• Tarefas a fazer:
A) Responda com base no relato sobre a graduação em História:
(i) Em que universidade foi feita a graduação mencionada?
(ii) Em que ano ocorreu o evento da ANPUH com a mesa redonda?
(iii) A partir de quê Alberti pensa a ética do professor?
B) As afirmações abaixo estão de acordo com o relato sobre a graduação em História? Responda sim ou não a cada uma e cite as palavras do relato que decidem a resposta.
(i) O tema da mesa redonda era “História e Ética”.
(ii) Verena Alberti pesquisa sobre o ensino de História e História Oral.
(iii) Discussões sobre ética na prática docente só surgem no fim do curso.
C) Retome o relato sobre a graduação em História e dê continuidade a ele a partir da última frase apresentada.

-------- Trecho --------

Durante uma graduação em História, não são poucos os textos que mudam a forma do discente se relacionar com o conhecimento sobre o mundo e sobre o passado. Alguns textos, em especial, convidam o leitor a refletir sobre a própria prática profissional. Esses, ao meu ver, produzem uma mudança mais significativa no historiador que se forma do que aqueles que proporcionam um certo acúmulo de “conhecimento histórico”.

No meu percurso durante a graduação na Universidade Federal do Ceará, um texto em particular virou minha cabeça ao avesso. Trata-se da transcrição da participação de Verena Alberti, uma historiadora que pesquisa sobre o ensino de História e História Oral, em uma mesa redonda realizada dentro de um evento da ANPUH, a Associação Nacional de História, em 2014. O tema do evento era “História e Ética” e o da mesa redonda era “A ética no trabalho do historiador”.

Durante a sua fala, a professora discute questões relacionadas à ética na prática docente dos professores de História. Nada novo até aí. Esse tipo de discussão a gente tem desde o primeiro semestre do curso. Mas Alberti toma um caminho inovador: ela pensa sobre a ética do professor a partir de questões de prova. A ideia central é pensar “que ideia de história” determinada questão traz embutida. Mas ao pensar isso, ela propõe uma pergunta que mudou a minha forma de se relacionar com processos avaliativos, de um modo geral: o que determinadas questões de prova estão ensinando?

-------- Dados de origem --------

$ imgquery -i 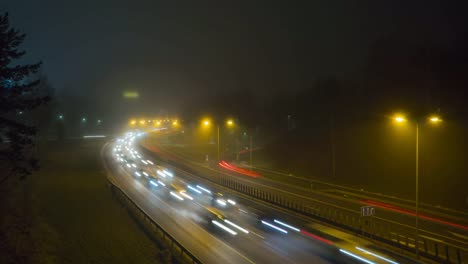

--------

• Respostas dos exercícios:
A)
(i) Na Universidade Federal do Ceará.
(ii) Em 2014.
(iii) A partir de questões de prova.

B)
(i) Não: "e o da mesa redonda era “A ética no trabalho do historiador”"
(ii) Sim: "uma historiadora que pesquisa sobre o ensino de História e História Oral"
(iii) Não: "Esse tipo de discussão a gente tem desde o primeiro semestre do curso."

C)
No mês passado, uma questão da prova de língua estrangeira do Enem me fez lembrar dessa reflexão por causa da polêmica envolvendo uma suposta incorreção no gabarito oficial. Como se tratava de uma questão da prova de inglês, o texto de referência, uma passagem do romance “Americanah”, da escritora nigeriana Chimamanda Ngozi Adichie, estava no idioma estrangeiro. Vou reproduzir a questão aqui com uma tradução própria do texto, sob o risco de algumas imprecisões ou eventuais erros:


Finalmente, Aisha terminou com a sua cliente e perguntou que cor Ifemelu queria em seus acessórios de cabelo.

“Cor número quatro”
“Não é uma boa cor”, respondeu Aisha prontamente.
“É a cor que eu uso”
“Mas fica parecendo sujo. Você não quer a cor número um?”
“A cor um é muito preta, fica parecendo falso”, disse Ifemelu, afrouxando seu turbante. “Às vezes eu uso a cor número dois, mas a cor quatro é mais próxima da cor natural de meu cabelo”

[…]

Ela tocou o cabelo de Ifemelu. “Por que você não alisa?”
“Eu gosto do meu cabelo do jeito que Deus o fez”
“Mas como você o penteia? É difícil de pentear”, disse Aisha.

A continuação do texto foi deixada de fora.